This was amply evident in San Francisco, the heartland of geeks in the US where every radio commercial still pipes out a dotcom address urging people just not to miss it for the world.

So you have a dotcom to buy your favourite Chevy. If you are thinking of home mortgage, there is a dotcom. There is a dotcom for wine connoisseurs.

Want a personal loan to buy anything which you fancy, there is a dotcom. And believe it or not, if you want to save a tree, there is a dotcom! Apart from these busy commercials (on radio, TV and in print) there is absolutely no hangovers of those hyperactive days when every guy walking on a valley street could be a potential dotcom (as was the case in Bangalore).

There are two things that are happening in the dotcom world. One is more akin to Nicholas Negroponte's "flip-flop" theory (which said all that is wired will go wireless and all that is wireless will go wired). We now see much of the offline activity, which involves human interaction, is going online.

Much of what was dreamed could be done using the Net is going offline. Imagine a seminar which will see much of its publicity and registration happening online and the seminar itself will be held in an imposing auditorium, offline.

But there is an interesting development which has happened while we slept through the tech winter. Dotcoms have seeped into our lives. We connect with the world thanks to a dotcom. We see most of the commercials even here in India refer to a website with a dotcom address. Our governments are going online more and more to increase efficiency. We turn to a website while at work catching news or a cricket score.

Perhaps the greatest success story so far is US entertainment mogul Barry Diller who consolidated a string of dotcoms to run a highly profitable (in dotcom standards!) InterActive Corp (IAC) who in a recent interview with The New York Times said he would not give any forecasts to Wall Street because it is difficult to keep pace with the speed with which his company's growing. The nerve.

### Written problem
In the dotcom passage, what does Nicholas Negroponte's "flip-flop" theory say? The items after this passage play no part in this.

### Given entries
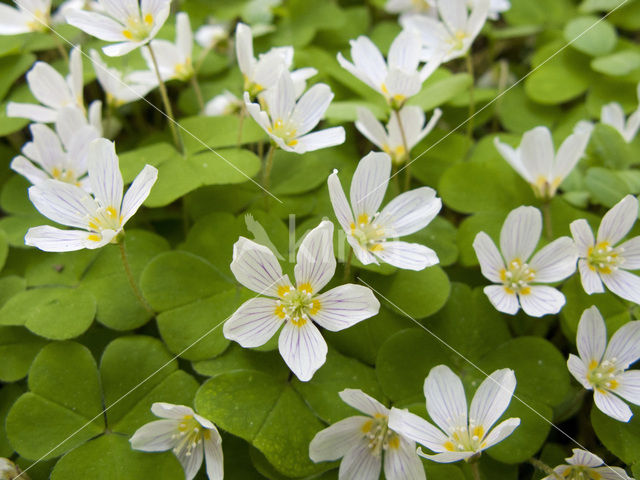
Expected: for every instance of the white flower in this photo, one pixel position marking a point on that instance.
(390, 140)
(361, 441)
(297, 307)
(61, 155)
(517, 274)
(369, 231)
(224, 104)
(288, 122)
(29, 16)
(613, 114)
(601, 261)
(536, 161)
(52, 90)
(460, 436)
(604, 369)
(126, 21)
(398, 78)
(100, 217)
(451, 36)
(189, 435)
(119, 90)
(585, 465)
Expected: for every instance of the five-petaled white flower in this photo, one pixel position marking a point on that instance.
(30, 16)
(297, 307)
(585, 465)
(463, 432)
(601, 261)
(390, 139)
(517, 275)
(603, 368)
(119, 89)
(369, 231)
(288, 122)
(128, 22)
(535, 159)
(52, 90)
(102, 217)
(398, 78)
(61, 155)
(362, 441)
(189, 435)
(452, 35)
(612, 114)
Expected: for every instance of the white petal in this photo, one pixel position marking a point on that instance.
(502, 431)
(590, 279)
(409, 212)
(339, 202)
(504, 301)
(556, 261)
(213, 456)
(369, 184)
(540, 301)
(51, 239)
(138, 192)
(520, 233)
(316, 263)
(492, 398)
(409, 256)
(582, 235)
(491, 263)
(254, 323)
(579, 370)
(63, 203)
(446, 401)
(104, 174)
(617, 222)
(333, 442)
(303, 349)
(592, 336)
(624, 284)
(611, 405)
(156, 436)
(257, 268)
(417, 429)
(359, 463)
(624, 345)
(402, 462)
(344, 306)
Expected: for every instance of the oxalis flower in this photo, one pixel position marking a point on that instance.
(371, 233)
(463, 432)
(517, 274)
(603, 368)
(100, 217)
(398, 78)
(189, 435)
(297, 307)
(127, 22)
(288, 122)
(60, 155)
(365, 442)
(536, 161)
(585, 465)
(601, 261)
(390, 139)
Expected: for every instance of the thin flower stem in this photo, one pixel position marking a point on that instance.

### Task solution
All that is wired will go wireless, and all that is wireless will go wired.